■ The exercise: How many lines in the rows below contain the string "roof"? Treat uppercase and lowercase as different, and reply with the number alone.
--- start ---
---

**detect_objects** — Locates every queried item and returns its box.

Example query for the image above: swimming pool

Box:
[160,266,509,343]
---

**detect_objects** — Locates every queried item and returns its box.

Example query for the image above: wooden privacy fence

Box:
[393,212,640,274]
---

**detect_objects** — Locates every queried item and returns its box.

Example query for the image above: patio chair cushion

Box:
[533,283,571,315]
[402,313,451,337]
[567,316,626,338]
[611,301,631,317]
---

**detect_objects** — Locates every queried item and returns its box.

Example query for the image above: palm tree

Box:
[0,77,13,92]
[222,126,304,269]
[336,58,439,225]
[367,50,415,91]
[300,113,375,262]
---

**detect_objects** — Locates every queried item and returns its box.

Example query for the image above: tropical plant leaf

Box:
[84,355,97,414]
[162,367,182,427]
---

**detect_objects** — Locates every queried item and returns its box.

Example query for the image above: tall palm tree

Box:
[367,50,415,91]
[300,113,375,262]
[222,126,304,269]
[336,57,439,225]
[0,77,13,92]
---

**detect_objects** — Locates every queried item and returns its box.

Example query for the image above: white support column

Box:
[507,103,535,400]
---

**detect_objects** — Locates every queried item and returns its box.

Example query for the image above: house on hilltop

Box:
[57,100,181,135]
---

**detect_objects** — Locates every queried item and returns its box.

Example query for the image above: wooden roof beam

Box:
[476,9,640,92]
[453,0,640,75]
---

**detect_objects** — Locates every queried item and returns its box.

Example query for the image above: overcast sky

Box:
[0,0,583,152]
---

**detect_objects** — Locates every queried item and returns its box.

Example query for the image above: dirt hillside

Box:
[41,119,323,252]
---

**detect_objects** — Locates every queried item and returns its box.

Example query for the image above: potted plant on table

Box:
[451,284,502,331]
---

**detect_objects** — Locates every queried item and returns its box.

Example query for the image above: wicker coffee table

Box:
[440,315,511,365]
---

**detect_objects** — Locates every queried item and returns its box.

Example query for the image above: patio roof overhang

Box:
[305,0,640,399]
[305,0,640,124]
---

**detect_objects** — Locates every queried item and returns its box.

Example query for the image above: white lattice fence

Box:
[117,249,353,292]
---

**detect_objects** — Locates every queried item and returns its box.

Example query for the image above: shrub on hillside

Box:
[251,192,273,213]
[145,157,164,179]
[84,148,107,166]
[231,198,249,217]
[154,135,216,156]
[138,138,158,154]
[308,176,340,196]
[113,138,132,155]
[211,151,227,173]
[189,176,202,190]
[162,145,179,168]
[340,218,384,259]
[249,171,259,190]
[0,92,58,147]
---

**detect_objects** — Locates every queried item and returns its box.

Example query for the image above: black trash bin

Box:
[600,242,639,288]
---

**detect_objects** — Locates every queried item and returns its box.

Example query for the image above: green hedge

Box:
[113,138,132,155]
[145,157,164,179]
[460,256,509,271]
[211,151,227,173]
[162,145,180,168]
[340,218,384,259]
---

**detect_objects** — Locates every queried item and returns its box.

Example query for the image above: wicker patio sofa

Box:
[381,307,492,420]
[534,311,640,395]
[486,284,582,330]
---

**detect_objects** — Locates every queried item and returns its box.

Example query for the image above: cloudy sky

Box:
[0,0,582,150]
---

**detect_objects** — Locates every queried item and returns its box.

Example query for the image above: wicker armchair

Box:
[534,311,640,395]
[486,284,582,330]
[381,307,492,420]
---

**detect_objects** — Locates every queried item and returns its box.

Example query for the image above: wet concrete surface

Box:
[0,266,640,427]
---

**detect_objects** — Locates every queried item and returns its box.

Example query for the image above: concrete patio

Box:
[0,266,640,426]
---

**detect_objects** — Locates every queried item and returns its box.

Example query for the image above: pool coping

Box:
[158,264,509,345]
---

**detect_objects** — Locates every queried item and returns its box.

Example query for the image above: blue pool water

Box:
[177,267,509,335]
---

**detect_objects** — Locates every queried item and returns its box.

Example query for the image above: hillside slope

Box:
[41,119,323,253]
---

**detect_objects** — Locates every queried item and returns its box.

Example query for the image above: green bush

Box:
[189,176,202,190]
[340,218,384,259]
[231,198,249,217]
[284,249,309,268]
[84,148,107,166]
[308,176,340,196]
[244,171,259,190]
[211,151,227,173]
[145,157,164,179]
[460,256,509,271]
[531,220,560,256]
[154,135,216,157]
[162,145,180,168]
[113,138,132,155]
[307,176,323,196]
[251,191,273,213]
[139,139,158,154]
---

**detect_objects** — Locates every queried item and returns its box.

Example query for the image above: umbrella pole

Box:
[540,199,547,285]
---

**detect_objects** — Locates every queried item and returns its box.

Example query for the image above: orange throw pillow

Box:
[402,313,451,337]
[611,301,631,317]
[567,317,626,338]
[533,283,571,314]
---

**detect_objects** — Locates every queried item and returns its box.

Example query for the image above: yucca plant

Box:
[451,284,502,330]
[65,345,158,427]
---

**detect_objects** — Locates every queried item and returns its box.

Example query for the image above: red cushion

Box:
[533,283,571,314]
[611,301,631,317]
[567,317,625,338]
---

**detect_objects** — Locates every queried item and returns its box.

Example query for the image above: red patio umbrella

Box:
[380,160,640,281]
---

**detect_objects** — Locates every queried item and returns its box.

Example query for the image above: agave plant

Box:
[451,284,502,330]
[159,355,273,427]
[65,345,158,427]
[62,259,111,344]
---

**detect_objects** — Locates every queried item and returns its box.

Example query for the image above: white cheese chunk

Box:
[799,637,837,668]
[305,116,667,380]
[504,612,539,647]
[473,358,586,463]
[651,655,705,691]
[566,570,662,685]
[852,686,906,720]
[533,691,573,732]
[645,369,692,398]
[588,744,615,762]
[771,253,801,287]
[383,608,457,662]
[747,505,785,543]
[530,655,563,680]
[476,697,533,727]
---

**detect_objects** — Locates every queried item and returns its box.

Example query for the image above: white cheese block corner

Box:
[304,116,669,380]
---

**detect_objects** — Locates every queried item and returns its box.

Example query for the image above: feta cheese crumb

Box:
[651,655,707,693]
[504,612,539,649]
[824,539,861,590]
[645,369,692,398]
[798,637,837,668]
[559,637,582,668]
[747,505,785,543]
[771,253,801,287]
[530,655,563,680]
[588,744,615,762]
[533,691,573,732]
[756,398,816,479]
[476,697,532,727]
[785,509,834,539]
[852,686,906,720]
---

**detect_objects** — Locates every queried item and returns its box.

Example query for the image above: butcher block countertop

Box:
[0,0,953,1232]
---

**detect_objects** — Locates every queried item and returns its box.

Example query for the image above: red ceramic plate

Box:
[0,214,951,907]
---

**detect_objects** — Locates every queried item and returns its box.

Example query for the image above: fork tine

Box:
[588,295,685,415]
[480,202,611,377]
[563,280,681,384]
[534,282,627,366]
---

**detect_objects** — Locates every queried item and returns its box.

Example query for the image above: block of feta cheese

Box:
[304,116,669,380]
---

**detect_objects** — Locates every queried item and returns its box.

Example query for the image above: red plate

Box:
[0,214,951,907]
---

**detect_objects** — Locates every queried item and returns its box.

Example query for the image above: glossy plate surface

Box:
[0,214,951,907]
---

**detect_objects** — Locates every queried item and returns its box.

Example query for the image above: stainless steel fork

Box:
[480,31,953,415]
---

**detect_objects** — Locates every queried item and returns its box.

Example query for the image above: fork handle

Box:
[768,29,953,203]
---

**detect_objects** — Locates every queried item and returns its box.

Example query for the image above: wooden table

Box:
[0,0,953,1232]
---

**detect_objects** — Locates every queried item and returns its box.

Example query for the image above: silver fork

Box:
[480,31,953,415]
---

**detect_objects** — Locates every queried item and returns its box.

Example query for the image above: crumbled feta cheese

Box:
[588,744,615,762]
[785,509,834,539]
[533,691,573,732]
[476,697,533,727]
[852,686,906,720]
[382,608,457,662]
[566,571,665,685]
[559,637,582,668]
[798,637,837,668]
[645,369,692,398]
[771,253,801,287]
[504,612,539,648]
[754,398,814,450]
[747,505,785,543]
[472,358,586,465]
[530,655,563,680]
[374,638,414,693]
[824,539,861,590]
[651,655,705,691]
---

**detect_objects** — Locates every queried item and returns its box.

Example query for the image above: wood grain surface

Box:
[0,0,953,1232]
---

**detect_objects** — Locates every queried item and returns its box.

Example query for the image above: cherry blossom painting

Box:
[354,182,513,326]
--- end ---
■ Answer to the exercise: 2